▶ [WHAT IS REQUIRED]:
Please reproduce the items below word for word, beginning at the line that contains "Where can the player's ear" and continuing through the end of the items. Omit the pictures from your answer.

[Records from a collection]
start

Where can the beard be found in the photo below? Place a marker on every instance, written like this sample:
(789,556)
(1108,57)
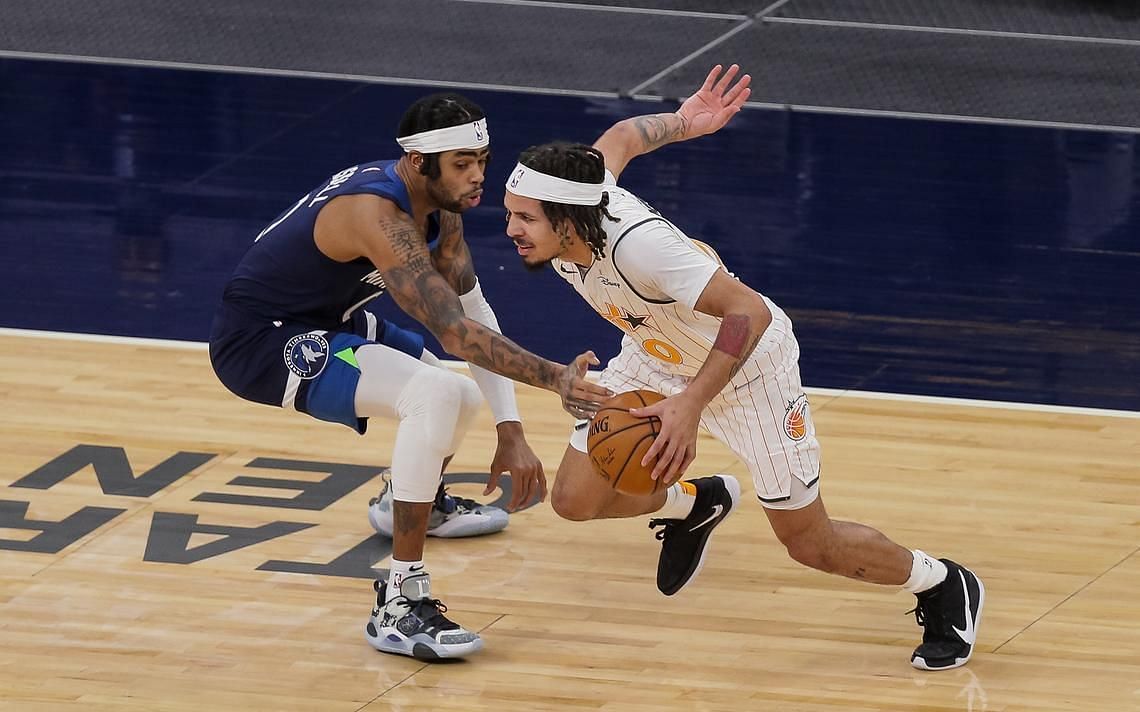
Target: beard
(536,267)
(434,188)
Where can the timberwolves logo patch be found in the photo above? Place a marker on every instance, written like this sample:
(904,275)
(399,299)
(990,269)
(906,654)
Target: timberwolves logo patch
(796,419)
(306,354)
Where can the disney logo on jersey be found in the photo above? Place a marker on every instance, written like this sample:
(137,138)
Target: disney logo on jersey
(307,354)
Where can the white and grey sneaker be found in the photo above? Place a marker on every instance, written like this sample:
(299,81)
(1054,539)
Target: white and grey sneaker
(413,623)
(450,516)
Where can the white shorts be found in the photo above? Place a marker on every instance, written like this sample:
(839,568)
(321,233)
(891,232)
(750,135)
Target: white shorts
(765,422)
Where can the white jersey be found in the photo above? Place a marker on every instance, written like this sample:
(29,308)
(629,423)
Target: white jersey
(648,283)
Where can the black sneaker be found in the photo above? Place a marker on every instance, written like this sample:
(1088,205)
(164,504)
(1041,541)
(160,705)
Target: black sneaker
(413,623)
(450,516)
(949,614)
(684,542)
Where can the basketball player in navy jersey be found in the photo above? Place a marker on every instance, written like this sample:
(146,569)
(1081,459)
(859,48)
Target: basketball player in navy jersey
(293,329)
(726,358)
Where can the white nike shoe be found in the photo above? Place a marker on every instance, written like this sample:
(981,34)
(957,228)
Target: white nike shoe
(410,622)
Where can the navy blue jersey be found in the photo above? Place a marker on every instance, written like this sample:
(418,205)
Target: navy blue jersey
(290,317)
(284,276)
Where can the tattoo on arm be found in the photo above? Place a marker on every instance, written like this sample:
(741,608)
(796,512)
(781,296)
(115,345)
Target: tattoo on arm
(428,297)
(657,130)
(452,256)
(735,338)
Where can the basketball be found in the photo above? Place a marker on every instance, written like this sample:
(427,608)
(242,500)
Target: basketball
(618,441)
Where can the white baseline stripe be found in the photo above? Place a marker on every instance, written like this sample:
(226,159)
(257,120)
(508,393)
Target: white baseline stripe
(744,25)
(923,116)
(607,8)
(568,92)
(303,74)
(188,345)
(983,33)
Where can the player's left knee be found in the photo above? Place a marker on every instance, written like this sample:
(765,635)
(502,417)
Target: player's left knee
(572,504)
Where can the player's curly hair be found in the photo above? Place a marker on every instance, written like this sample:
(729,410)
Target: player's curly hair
(579,163)
(437,111)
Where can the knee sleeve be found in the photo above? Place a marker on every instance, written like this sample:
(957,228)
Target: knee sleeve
(434,408)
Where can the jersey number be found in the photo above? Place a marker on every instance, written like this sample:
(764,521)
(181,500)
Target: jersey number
(661,350)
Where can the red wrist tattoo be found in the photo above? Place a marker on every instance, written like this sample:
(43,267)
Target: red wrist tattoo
(734,334)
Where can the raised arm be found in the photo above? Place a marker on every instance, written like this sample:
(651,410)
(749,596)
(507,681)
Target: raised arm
(705,112)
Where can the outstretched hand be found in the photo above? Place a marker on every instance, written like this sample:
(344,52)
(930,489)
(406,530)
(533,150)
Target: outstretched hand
(580,398)
(714,104)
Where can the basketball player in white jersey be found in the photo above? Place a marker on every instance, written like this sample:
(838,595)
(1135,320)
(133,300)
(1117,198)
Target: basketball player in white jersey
(726,359)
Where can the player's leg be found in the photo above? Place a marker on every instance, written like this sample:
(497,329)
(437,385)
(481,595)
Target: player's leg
(768,425)
(450,516)
(434,407)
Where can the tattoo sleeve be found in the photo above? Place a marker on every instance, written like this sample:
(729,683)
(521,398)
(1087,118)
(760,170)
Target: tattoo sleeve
(452,256)
(657,130)
(428,297)
(735,338)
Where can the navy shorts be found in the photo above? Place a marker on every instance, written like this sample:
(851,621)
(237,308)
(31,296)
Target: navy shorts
(293,365)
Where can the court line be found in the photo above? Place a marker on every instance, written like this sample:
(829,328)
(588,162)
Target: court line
(372,79)
(748,23)
(202,346)
(1029,123)
(1066,599)
(963,31)
(554,91)
(610,8)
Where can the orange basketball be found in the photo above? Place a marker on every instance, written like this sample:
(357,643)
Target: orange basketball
(618,441)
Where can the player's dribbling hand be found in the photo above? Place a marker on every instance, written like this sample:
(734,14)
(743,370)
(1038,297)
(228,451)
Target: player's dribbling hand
(714,104)
(675,447)
(580,398)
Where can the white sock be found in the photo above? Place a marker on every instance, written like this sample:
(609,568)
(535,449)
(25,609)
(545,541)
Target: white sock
(399,571)
(926,573)
(678,501)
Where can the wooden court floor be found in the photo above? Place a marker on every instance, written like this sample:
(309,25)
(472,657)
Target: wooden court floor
(164,546)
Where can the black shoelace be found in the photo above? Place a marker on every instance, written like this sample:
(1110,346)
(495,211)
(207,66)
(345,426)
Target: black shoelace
(929,616)
(667,526)
(431,612)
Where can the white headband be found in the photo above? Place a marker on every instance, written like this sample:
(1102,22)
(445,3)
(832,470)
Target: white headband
(465,136)
(530,183)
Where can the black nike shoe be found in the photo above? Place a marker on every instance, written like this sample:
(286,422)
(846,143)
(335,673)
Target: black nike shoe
(684,542)
(949,614)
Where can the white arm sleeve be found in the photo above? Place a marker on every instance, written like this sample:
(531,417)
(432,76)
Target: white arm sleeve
(497,390)
(660,263)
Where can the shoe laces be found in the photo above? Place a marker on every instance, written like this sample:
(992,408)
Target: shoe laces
(667,526)
(929,615)
(431,612)
(448,502)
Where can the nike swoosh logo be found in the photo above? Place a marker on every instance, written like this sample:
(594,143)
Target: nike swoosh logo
(716,512)
(969,633)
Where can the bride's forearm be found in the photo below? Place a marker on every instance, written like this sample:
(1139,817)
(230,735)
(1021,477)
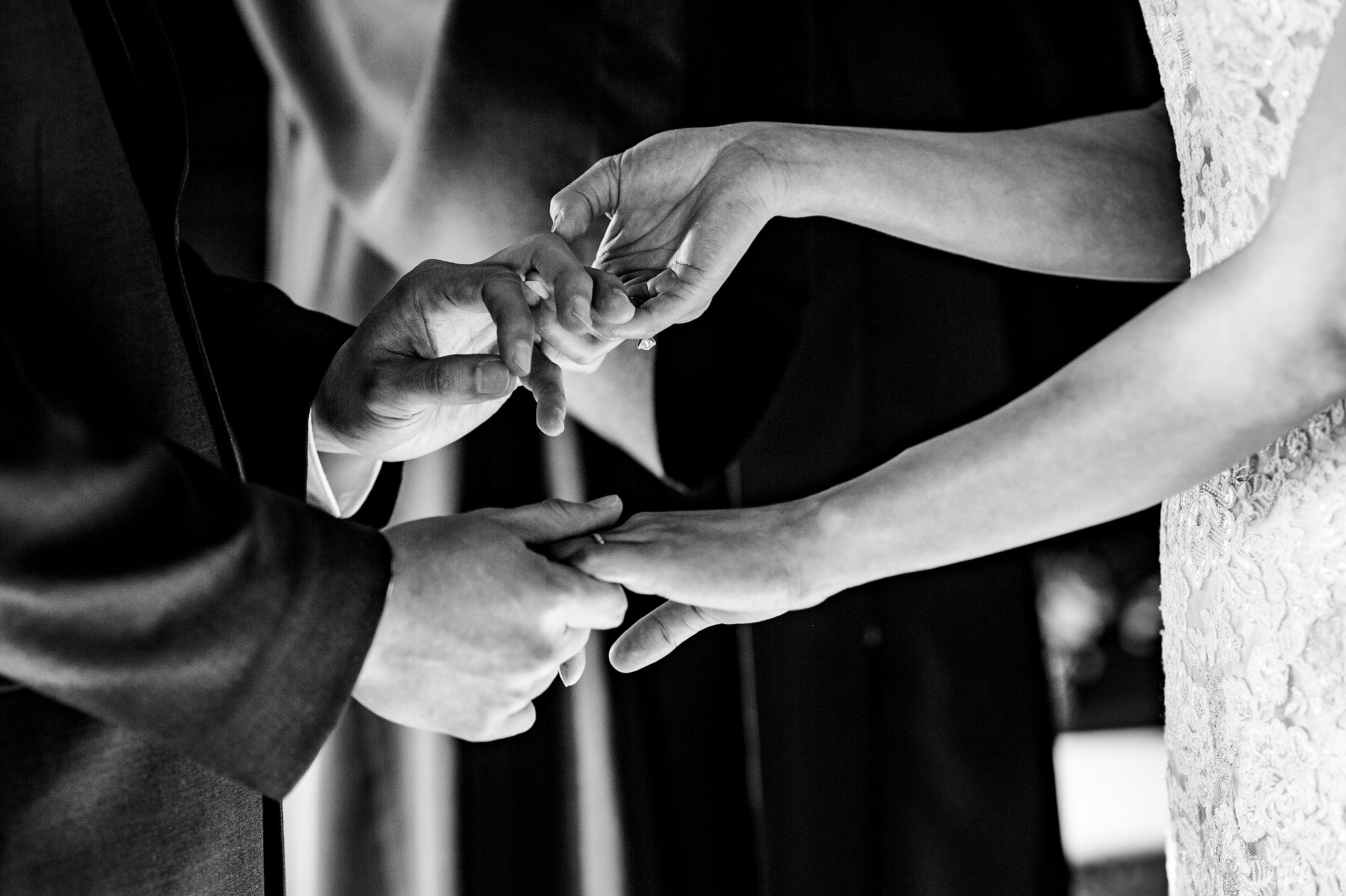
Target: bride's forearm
(1210,374)
(1095,197)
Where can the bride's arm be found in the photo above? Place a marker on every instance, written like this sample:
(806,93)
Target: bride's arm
(1095,197)
(1092,198)
(1209,374)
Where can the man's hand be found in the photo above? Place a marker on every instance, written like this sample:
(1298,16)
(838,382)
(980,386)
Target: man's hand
(717,567)
(684,208)
(477,623)
(448,343)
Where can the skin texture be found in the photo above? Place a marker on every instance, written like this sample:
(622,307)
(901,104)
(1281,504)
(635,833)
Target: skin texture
(1212,373)
(477,623)
(445,349)
(1088,198)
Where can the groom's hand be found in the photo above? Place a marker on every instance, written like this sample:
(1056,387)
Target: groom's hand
(683,206)
(448,343)
(477,623)
(717,567)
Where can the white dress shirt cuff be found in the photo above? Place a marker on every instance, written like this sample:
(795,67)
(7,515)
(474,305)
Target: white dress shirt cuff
(338,483)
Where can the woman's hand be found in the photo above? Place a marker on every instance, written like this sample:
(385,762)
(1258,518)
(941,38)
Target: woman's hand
(684,208)
(714,565)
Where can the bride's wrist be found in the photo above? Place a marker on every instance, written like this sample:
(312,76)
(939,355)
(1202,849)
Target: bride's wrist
(813,537)
(789,166)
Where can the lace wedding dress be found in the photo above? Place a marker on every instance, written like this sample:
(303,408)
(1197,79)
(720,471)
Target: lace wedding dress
(1253,560)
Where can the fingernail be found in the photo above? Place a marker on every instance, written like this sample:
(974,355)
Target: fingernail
(492,379)
(523,357)
(580,310)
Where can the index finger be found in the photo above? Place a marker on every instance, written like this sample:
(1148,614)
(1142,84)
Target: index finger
(594,193)
(656,635)
(506,299)
(672,300)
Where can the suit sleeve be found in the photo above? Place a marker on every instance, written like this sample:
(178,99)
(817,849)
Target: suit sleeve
(268,357)
(142,586)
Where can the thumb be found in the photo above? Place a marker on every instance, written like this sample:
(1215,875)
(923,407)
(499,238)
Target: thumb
(556,520)
(454,380)
(590,196)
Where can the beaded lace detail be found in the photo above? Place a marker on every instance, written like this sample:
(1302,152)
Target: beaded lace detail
(1253,560)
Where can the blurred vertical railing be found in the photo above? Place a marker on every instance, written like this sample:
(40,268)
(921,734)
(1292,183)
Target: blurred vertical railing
(597,812)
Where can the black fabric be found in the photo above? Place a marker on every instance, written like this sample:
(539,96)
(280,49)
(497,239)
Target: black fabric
(905,730)
(174,644)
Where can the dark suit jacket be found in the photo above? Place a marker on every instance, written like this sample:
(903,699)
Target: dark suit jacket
(178,632)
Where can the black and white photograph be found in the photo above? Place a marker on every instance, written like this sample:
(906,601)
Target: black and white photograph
(672,449)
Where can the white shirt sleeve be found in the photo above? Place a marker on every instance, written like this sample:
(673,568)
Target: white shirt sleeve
(338,483)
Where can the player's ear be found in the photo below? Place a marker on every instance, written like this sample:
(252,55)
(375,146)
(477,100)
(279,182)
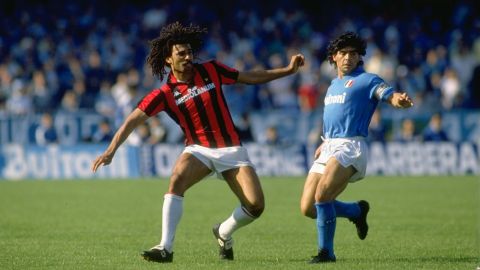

end

▶ [OUTPUT FOR THIS TASK]:
Where can the player's ear be found in the photo below? Place a marker on every instance, written like this sample:
(252,55)
(375,146)
(477,100)
(279,182)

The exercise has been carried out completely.